WHAT THE TASK ASKS ▸ Swap every "expected shape" in the listing for "sample output" and write all its lines out again with nothing else changed, leaving the pictures out.

━━━━━━━━

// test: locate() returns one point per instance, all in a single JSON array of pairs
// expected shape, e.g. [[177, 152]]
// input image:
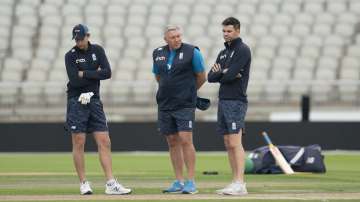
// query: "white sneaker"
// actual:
[[114, 187], [85, 188], [235, 188]]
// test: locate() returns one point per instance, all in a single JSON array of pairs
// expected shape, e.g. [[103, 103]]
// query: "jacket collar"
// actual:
[[233, 43], [89, 48]]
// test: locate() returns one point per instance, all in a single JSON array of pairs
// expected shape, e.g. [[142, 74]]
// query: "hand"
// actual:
[[216, 67], [225, 70], [85, 98]]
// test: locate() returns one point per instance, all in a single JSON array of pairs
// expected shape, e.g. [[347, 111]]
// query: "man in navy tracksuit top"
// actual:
[[87, 64], [179, 70], [231, 70]]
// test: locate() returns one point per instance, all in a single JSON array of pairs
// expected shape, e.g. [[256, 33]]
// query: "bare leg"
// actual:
[[236, 155], [104, 148], [78, 144], [188, 153], [176, 155]]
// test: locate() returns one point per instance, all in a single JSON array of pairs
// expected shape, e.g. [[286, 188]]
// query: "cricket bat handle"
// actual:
[[267, 139]]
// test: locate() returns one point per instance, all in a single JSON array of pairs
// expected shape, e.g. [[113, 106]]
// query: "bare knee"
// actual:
[[186, 139], [231, 145], [78, 141], [172, 140], [102, 140]]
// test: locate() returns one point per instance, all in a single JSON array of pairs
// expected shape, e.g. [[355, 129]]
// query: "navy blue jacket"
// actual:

━━━━━━━━

OUTPUT FOR THIS TASK ▸
// test: locate() returns one point per instance, all in a single JSON array of pairs
// sample output, e.g. [[177, 152]]
// input image:
// query: "white sneaker"
// actual:
[[114, 187], [85, 188], [235, 188]]
// test: locate() returns one point per instance, all in a single JSON array of pairs
// sample output, e.g. [[103, 103]]
// query: "jacket collar"
// actual:
[[233, 43], [89, 48]]
// test: locate() returns one point per instance, all in a single JSON array of pairs
// sample output, e.g. [[142, 74]]
// query: "hand"
// actual:
[[216, 67], [225, 70], [85, 98]]
// test: locate() returns one point per instance, all in a single JSON array of pairs
// sample output, e.g. [[347, 111]]
// query: "man in navy tracksuit top"
// actual:
[[87, 64], [179, 70], [231, 70]]
// test: locate() returns one point per instance, all in a single JSON array of pairs
// sample output, e.g. [[256, 33]]
// query: "bare leg"
// actual:
[[236, 155], [104, 148], [78, 144], [188, 153], [176, 155]]
// test: locate() returns one point per instance, all in a single JSON array of pairs
// sample output, e.g. [[286, 188]]
// query: "cricket bat handle"
// actual:
[[267, 139]]
// test: locate() returns one point per instance, all in a single JSON array of pairs
// sample output, e.g. [[113, 106]]
// query: "bare knee"
// actual:
[[186, 139], [231, 145], [78, 141], [172, 140], [102, 140]]
// test: locate() returns one point per instance, all in a single JSON array of pairs
// sample output, e.g. [[355, 129]]
// query: "navy blue jacket"
// actual:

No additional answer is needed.